#### [KUTIPAN DOKUMEN]

Hartawan yang Dermawan
Di tengah teriknya sang mentari di kota Nabi yang diberkahi, kepulan debu yang bergulung-gulung membuat takut setiap maya yang memandangnya. Berlari kian kemari memasuki setiap gang rumah-rumah di kota Madinah. Menyapa setiap makhluk yang bernapas. Ada apa gerangan? Badai pasirkah yang akan datang?
Semua penduduk kota berhamburan keluar melihat fenomena yang terjadi. Setelah ditelusuri, kepulan debu itu bukanlah badai pasir yang ditakuti. Debu tersebut berterbangan mengiringi kedatangan kafilah dagang yang datang dari negeri Syam. Sebuah kafilah yang dipunyai oleh salah seorang pendamping sang manusia agung. Yaitu, seorang sahabat besar Rasulullah baru tiba dari negeri yang jauh lengkap dengan barang dagangannya yang dibawa oleh 700 ekor unta.
Lalu untuk siapakah semua harta benda ini?
Siapakah dari penduduk Madinah yang memborong semua barang dagangan ini?
Apakah penduduk Madinah akan mendapatkan bagian dari semua ini?
Lalu sang pemilik barang ini turun dari hewan tunggangannya, menyapa semua orang yang menanti kehadirannya. Dengan senyuman yang mengembang di sela-sela jenggotnya, ia menemui para pembesar kota dan Ummul Mu’minim, Aisyah r.a. dengan lembut dan hati-hati diiringi kata-kata yang sopan dan tegas, lelaki ini berkata, “Ketahuilah Bunda, semua kafilah dengan muatannya ini, saya persembahkan untuk perjuangan di jalan Allah”.

#### [PERINTAH TUGAS 1]
Kumpulkan semua baris catatan yang mengandung kata "Target".

#### [DATA TUGAS]
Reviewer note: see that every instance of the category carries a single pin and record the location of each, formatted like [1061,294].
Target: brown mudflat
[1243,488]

==

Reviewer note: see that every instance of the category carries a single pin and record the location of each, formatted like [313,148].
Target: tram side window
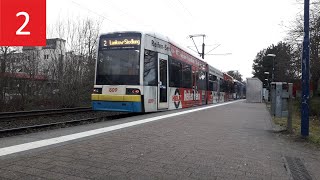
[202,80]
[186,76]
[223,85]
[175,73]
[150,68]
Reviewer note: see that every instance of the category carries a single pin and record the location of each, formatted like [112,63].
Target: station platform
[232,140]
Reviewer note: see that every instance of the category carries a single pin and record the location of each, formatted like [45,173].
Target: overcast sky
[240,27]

...

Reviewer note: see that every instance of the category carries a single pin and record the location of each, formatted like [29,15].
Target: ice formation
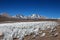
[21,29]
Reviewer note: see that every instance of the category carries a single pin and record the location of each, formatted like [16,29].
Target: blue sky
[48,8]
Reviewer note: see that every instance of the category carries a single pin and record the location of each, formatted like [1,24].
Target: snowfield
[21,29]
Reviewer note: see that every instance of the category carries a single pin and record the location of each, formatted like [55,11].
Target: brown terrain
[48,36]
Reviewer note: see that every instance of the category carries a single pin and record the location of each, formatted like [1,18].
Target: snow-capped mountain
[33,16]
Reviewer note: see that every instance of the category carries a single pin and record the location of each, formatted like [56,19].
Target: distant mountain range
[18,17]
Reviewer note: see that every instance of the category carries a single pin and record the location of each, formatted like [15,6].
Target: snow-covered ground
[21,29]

#### [PERINTAH TUGAS 2]
Ubah paragraf dalam kisah hartawan dermawan di atas yang diawali "Semua penduduk kota berhamburan" menjadi daftar poin singkat tanpa menghilangkan fakta utamanya.

#### [JAWABAN SOAL 1]
Target: brown mudflat
Target: tram side window
Target: station platform
Target: overcast sky
Target: ice formation
Target: blue sky
Target: snowfield
Target: brown terrain
Target: snow-capped mountain
Target: distant mountain range
Target: snow-covered ground

#### [JAWABAN SOAL 2]
- Semua penduduk kota keluar untuk melihat kepulan debu.
- Kepulan debu itu ternyata bukan badai pasir.
- Debu itu mengiringi kedatangan kafilah dagang dari negeri Syam.
- Kafilah itu milik seorang sahabat besar Rasulullah yang baru tiba dari negeri jauh.
- Barang dagangannya dibawa oleh 700 ekor unta.